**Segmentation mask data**

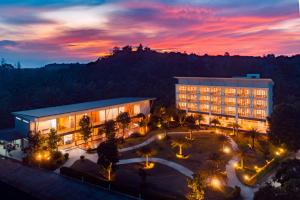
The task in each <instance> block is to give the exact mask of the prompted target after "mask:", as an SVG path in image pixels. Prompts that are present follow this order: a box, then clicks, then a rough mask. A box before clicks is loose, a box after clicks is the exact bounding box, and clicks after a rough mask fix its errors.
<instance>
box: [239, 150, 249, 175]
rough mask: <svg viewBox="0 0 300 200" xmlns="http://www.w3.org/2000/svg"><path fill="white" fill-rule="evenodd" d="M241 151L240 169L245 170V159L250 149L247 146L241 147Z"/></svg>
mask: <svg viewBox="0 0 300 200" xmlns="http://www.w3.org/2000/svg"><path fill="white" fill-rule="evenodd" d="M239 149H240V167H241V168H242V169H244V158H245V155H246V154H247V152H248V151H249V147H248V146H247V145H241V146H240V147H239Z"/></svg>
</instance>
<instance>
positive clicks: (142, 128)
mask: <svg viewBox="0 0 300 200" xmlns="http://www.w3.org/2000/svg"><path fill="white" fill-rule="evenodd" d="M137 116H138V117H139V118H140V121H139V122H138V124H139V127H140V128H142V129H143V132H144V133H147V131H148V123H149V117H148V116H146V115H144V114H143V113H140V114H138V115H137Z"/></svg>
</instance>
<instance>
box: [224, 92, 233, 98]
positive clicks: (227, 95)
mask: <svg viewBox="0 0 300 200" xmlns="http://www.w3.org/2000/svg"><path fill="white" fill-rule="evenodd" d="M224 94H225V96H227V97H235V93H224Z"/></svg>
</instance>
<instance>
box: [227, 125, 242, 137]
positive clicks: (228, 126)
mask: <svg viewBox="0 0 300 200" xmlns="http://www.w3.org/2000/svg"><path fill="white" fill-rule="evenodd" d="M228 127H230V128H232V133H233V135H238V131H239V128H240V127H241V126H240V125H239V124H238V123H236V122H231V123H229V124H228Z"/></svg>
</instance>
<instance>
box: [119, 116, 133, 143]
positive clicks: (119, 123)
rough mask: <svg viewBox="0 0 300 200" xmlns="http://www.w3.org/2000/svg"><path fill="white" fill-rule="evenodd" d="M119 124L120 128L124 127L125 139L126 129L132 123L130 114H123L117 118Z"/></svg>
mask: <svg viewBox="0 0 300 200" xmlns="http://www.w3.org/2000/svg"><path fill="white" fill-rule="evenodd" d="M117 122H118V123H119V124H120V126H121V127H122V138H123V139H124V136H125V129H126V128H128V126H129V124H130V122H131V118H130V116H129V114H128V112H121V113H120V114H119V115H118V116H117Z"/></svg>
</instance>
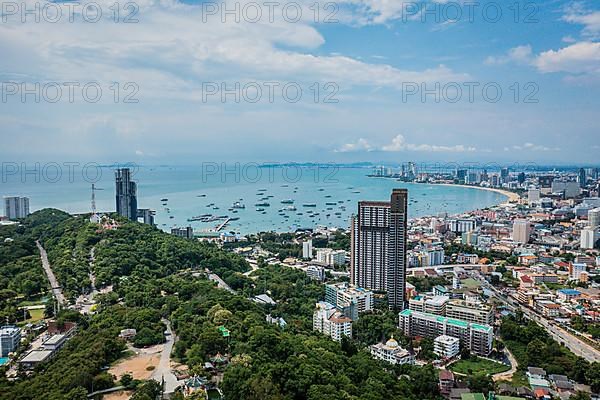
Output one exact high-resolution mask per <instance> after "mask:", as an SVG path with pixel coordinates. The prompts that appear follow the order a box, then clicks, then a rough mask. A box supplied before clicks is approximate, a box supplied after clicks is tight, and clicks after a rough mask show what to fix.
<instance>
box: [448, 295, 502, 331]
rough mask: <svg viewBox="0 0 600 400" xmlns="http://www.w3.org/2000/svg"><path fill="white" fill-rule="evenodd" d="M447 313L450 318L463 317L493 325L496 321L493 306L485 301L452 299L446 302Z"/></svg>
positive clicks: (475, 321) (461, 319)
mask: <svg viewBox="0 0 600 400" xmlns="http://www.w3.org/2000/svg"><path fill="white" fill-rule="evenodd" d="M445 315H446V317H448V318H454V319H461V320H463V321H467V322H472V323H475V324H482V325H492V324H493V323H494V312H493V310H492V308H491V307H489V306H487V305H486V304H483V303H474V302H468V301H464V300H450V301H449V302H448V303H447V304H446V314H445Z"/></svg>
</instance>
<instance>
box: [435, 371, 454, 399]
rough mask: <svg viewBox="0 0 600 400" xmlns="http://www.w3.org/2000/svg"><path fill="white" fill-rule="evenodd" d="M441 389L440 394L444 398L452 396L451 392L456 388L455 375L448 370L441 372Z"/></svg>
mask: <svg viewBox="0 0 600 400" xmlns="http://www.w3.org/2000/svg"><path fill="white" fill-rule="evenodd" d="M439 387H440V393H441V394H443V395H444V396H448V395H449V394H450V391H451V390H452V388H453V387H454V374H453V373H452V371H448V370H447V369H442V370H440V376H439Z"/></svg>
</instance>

**What to produce**
Every entry above is to be set down exactly; the pictures are to be left out.

**Problem solution**
The task in each <instance> block is to give the exact mask of the prompted target after "mask:", as an SVG path in image pixels. Prompts that are present follow this order: a box, then clicks, then a rough mask. A box before clicks is loose, a box after clicks is the exact bounding box, and clicks after a rough mask fix its errors.
<instance>
box: [239, 150, 249, 175]
rough mask: <svg viewBox="0 0 300 200" xmlns="http://www.w3.org/2000/svg"><path fill="white" fill-rule="evenodd" d="M241 151L240 169L245 170V159L250 149L247 146L241 147Z"/></svg>
mask: <svg viewBox="0 0 300 200" xmlns="http://www.w3.org/2000/svg"><path fill="white" fill-rule="evenodd" d="M239 149H240V167H241V168H242V169H244V158H245V155H246V154H247V152H248V151H249V147H248V146H247V145H241V146H240V147H239Z"/></svg>
</instance>
<instance>
positive clicks: (142, 128)
mask: <svg viewBox="0 0 300 200" xmlns="http://www.w3.org/2000/svg"><path fill="white" fill-rule="evenodd" d="M137 116H138V117H139V118H140V121H139V122H138V124H139V127H140V128H142V129H143V132H144V133H147V131H148V123H149V117H148V116H146V115H144V114H143V113H140V114H138V115H137Z"/></svg>
</instance>
<instance>
box: [224, 92, 233, 98]
positive clicks: (227, 95)
mask: <svg viewBox="0 0 300 200" xmlns="http://www.w3.org/2000/svg"><path fill="white" fill-rule="evenodd" d="M224 94H225V96H227V97H235V93H224Z"/></svg>
</instance>
<instance>
box: [227, 125, 242, 137]
positive clicks: (228, 126)
mask: <svg viewBox="0 0 300 200" xmlns="http://www.w3.org/2000/svg"><path fill="white" fill-rule="evenodd" d="M228 127H230V128H232V133H233V135H238V131H239V128H240V127H241V126H240V125H239V124H238V123H236V122H231V123H229V124H228Z"/></svg>
</instance>
<instance>
box: [119, 116, 133, 143]
positive clicks: (119, 123)
rough mask: <svg viewBox="0 0 300 200" xmlns="http://www.w3.org/2000/svg"><path fill="white" fill-rule="evenodd" d="M119 124L120 128L124 127L125 139L126 129L132 123L130 114H123L117 118Z"/></svg>
mask: <svg viewBox="0 0 300 200" xmlns="http://www.w3.org/2000/svg"><path fill="white" fill-rule="evenodd" d="M117 122H118V123H119V124H120V126H121V127H122V138H123V139H124V136H125V129H126V128H128V126H129V124H130V122H131V118H130V116H129V114H128V112H121V113H120V114H119V115H118V116H117Z"/></svg>
</instance>
Output one exact high-resolution mask per <instance> after "mask:", as an SVG path with pixel coordinates. The prompts that appear follow the order a box, then clicks, then a rough mask. A box supplied before clicks is approximate, a box supplied after clicks is tight, and clicks after a rough mask show what to fix.
<instance>
box: [448, 295, 502, 331]
rough mask: <svg viewBox="0 0 600 400" xmlns="http://www.w3.org/2000/svg"><path fill="white" fill-rule="evenodd" d="M447 313L450 318L463 317L493 325L496 321L493 306L485 301L452 299L446 302Z"/></svg>
positive clicks: (475, 321) (461, 319)
mask: <svg viewBox="0 0 600 400" xmlns="http://www.w3.org/2000/svg"><path fill="white" fill-rule="evenodd" d="M445 315H446V317H448V318H454V319H461V320H463V321H467V322H472V323H475V324H482V325H492V324H493V323H494V312H493V310H492V308H491V307H489V306H487V305H486V304H483V303H474V302H468V301H464V300H450V301H449V302H448V303H447V304H446V314H445Z"/></svg>
</instance>
<instance>
box: [435, 371, 454, 399]
rough mask: <svg viewBox="0 0 600 400" xmlns="http://www.w3.org/2000/svg"><path fill="white" fill-rule="evenodd" d="M441 389L440 394L444 398L452 396L451 392L456 388L455 375L448 370L441 372Z"/></svg>
mask: <svg viewBox="0 0 600 400" xmlns="http://www.w3.org/2000/svg"><path fill="white" fill-rule="evenodd" d="M439 387H440V393H441V394H443V395H444V396H448V395H449V394H450V391H451V390H452V388H453V387H454V374H453V373H452V371H448V370H447V369H442V370H440V376H439Z"/></svg>
</instance>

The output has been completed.